### MATERIAL PROVIDED

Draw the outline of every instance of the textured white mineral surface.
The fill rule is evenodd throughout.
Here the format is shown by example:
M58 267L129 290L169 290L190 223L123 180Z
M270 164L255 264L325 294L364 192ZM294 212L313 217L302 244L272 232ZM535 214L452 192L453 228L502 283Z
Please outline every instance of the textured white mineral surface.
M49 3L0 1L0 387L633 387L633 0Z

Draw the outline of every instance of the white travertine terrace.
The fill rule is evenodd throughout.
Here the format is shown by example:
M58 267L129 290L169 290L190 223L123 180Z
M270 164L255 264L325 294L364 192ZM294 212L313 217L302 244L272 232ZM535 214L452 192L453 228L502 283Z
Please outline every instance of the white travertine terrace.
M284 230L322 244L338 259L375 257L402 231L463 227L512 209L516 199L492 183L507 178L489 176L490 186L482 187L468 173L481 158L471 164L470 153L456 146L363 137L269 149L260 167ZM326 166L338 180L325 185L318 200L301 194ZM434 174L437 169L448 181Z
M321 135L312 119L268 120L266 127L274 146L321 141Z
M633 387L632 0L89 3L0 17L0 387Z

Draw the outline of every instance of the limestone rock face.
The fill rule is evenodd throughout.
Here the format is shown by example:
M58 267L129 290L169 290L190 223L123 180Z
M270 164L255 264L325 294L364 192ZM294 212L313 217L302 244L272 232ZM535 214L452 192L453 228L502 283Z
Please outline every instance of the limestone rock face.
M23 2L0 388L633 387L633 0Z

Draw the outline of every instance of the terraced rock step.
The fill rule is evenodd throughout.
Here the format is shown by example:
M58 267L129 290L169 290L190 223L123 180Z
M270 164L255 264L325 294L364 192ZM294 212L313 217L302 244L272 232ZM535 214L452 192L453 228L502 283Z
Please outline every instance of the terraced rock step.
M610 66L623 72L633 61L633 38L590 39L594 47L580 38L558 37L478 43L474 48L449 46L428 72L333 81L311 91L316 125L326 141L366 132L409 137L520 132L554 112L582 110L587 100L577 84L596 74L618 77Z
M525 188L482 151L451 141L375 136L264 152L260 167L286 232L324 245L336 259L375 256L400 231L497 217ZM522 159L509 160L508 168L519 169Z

### STATED EXERCISE
Please copy out the entire listing above character for character, keeping every line and blank line in its original order.

### FULL RESPONSE
Draw the outline of every instance of the textured white mineral surface.
The fill rule is evenodd throughout.
Here the format is shown by example:
M58 267L129 290L169 290L190 223L123 180Z
M270 164L255 264L325 294L364 192ZM294 212L313 217L302 244L272 232ZM535 214L452 192L453 228L502 283Z
Please outline every instance of the textured white mineral surface.
M49 3L0 1L0 387L633 387L633 0Z

Draw the outline of every instance of the white travertine terrace.
The fill rule is evenodd throughout.
Here the format is shown by example:
M58 267L129 290L169 290L190 223L123 180Z
M270 164L255 264L325 294L364 192ZM294 212L313 217L302 244L272 232ZM535 214L452 192L453 228L502 283Z
Please outline every instance of the white travertine terrace.
M284 230L322 244L338 259L375 257L402 231L463 227L512 209L516 199L492 183L507 178L489 176L490 186L482 187L468 173L481 158L471 164L470 153L456 146L363 137L269 149L260 167ZM326 166L338 180L325 185L318 200L301 194ZM434 174L437 169L448 181Z
M321 135L312 119L268 120L266 127L274 146L321 141Z
M633 387L632 0L89 3L0 17L0 387Z

Draw the outline of every instance of the limestone rock face.
The fill rule is evenodd throughout.
Here the format is shown by example:
M58 267L129 290L169 290L190 223L123 180Z
M270 164L255 264L325 294L364 192ZM294 212L313 217L302 244L272 232ZM535 214L452 192L453 228L502 283Z
Please outline every instance of the limestone rock face.
M23 2L0 388L633 387L633 0Z

Draw the outline of every instance of the terraced rock step.
The fill rule is evenodd throughout.
Here the format is shown by example:
M58 267L129 290L169 290L190 223L123 180Z
M270 164L255 264L325 294L364 192ZM294 212L313 217L302 244L272 232ZM535 214L452 192L453 228L502 283Z
Please outline every instance of the terraced rock step.
M610 66L623 72L633 61L633 38L590 39L594 47L580 38L558 37L478 43L474 48L449 46L428 72L333 81L311 91L316 125L326 141L366 132L409 137L520 132L554 112L582 110L587 100L577 84L596 74L618 77Z
M525 188L482 151L451 141L375 136L264 152L260 167L286 232L324 245L336 259L375 256L400 231L497 217ZM522 159L509 160L508 168L519 169Z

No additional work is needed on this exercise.